## To do:
Copy every line below exactly.

## Material supplied:
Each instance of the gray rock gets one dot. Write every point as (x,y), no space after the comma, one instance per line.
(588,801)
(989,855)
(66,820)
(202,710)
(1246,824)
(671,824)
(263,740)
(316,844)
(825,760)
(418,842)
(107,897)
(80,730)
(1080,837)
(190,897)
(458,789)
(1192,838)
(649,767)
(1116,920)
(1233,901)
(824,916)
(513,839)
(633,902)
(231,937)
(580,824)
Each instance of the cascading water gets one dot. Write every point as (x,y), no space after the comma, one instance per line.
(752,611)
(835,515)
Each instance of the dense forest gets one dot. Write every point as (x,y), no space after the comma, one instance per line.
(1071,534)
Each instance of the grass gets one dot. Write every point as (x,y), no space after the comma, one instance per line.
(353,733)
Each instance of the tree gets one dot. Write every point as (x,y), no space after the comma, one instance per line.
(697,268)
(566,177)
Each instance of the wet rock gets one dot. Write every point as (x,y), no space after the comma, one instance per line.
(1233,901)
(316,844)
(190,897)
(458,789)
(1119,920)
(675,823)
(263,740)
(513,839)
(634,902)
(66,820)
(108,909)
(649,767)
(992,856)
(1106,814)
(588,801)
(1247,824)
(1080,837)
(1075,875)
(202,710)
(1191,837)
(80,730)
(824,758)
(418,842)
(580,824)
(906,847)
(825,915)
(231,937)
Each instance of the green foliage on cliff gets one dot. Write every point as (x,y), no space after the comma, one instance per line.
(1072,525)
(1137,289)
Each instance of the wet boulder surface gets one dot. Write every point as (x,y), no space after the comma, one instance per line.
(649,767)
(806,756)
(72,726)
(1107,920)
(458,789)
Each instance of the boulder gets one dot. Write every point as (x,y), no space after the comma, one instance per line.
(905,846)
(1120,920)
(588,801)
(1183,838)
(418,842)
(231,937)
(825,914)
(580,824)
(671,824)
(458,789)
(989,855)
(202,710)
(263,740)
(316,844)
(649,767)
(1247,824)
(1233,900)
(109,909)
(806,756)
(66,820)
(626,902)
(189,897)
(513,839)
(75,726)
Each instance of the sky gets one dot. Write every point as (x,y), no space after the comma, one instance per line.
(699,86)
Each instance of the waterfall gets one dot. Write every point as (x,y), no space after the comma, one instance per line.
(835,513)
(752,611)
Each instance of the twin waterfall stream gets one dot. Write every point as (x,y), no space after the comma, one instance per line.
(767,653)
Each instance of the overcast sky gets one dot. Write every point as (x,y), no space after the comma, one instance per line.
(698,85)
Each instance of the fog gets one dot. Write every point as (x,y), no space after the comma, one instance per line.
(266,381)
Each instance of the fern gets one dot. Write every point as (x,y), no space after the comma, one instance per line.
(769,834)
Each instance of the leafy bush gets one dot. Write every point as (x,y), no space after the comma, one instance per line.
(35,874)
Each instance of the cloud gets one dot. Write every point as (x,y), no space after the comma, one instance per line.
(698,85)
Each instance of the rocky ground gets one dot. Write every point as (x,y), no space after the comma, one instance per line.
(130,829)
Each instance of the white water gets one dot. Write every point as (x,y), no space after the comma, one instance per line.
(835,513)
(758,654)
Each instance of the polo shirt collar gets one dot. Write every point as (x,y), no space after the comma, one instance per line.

## Exercise solution:
Each instance of the gray rock gets one dot. Write every point as (x,y), no space after the comma, one instance per line.
(588,801)
(989,855)
(66,820)
(202,710)
(1246,824)
(671,824)
(263,740)
(316,844)
(825,760)
(418,842)
(107,897)
(80,730)
(1080,837)
(190,897)
(458,789)
(1192,838)
(649,767)
(1116,920)
(1233,901)
(824,916)
(513,839)
(633,902)
(231,937)
(580,824)
Each instance of the cascading water gets one dot. Write every point as (x,y), no space after the comma, one instance per line.
(752,611)
(835,515)
Each instance of the dense forest gets one dot. Write every point as (x,y), no space after the comma, one instance per line.
(1071,534)
Each instance of the grass gets one dot. Write every point as (x,y), no space after the comma, one instance per line.
(353,733)
Each instance of the tree gets one dot. Write every point as (x,y), no space after the comma, one instance per line.
(697,268)
(566,177)
Each instance of the wet rock gets one dot. Write every point as (x,y), no space after the comma, one instance per line.
(1233,901)
(316,844)
(190,897)
(458,789)
(1119,920)
(675,823)
(263,740)
(513,839)
(634,902)
(66,820)
(108,909)
(649,767)
(992,856)
(1106,814)
(588,801)
(1247,824)
(1080,837)
(1075,875)
(202,710)
(1191,837)
(80,730)
(824,758)
(418,842)
(580,824)
(906,847)
(825,915)
(231,937)
Each instance of the green foliage on cliff gets one dot. Write every point as (x,y), no space after the comma, one instance per line.
(1072,525)
(1137,289)
Each instance of the wet boulder surface gets one dot. Write every point as (x,y), no space after the comma, one instance per line.
(649,767)
(806,756)
(72,726)
(1107,920)
(458,789)
Each instance of the boulder gets one dot. Write every point as (x,y), no space after the comma, one instance per line.
(905,846)
(1120,920)
(588,801)
(1183,838)
(418,842)
(231,937)
(825,914)
(580,824)
(671,824)
(458,789)
(989,855)
(202,710)
(263,740)
(316,844)
(649,767)
(1247,824)
(1233,900)
(109,909)
(806,756)
(66,820)
(626,902)
(189,897)
(513,839)
(75,726)
Each instance of the sky gets one dot. Write every point as (x,y), no space after the comma, one instance per line.
(699,86)
Each instance of the waterfall gets one dot. Write every point as (x,y), no space after the comma, one instance per line.
(835,513)
(752,611)
Each instance of the twin waterfall stream gets one dot. Write every point as (x,y), no space after the comma, one instance per line.
(767,653)
Each instance of the overcast sky gets one dot. Write every point as (x,y), no space after the comma, one instance per line.
(698,85)
Each instance of the fog gets one dot. Write every point as (x,y), no space after the comma, one instance per line.
(266,381)
Each instance of the fern gets one dot. Write every point as (x,y), no space after the comma, one instance per line.
(769,834)
Each instance of the leafy bush gets one dot. Write every point as (x,y), no space after the comma, one instance per line.
(35,874)
Each instance of the cloud gets one dot. Write every point as (x,y), no space after the comma, one instance per line.
(698,85)
Each instance of the rocky ground gets one dot. Write every point as (x,y), no space after the comma, one instance per line.
(130,829)
Each instance of the white water gets one dot. Write every point as (x,y), no space after the comma, one instance per line.
(835,513)
(758,654)
Each instance of the polo shirt collar gets one dot. Write every point as (x,y), no space after the comma, one instance per line.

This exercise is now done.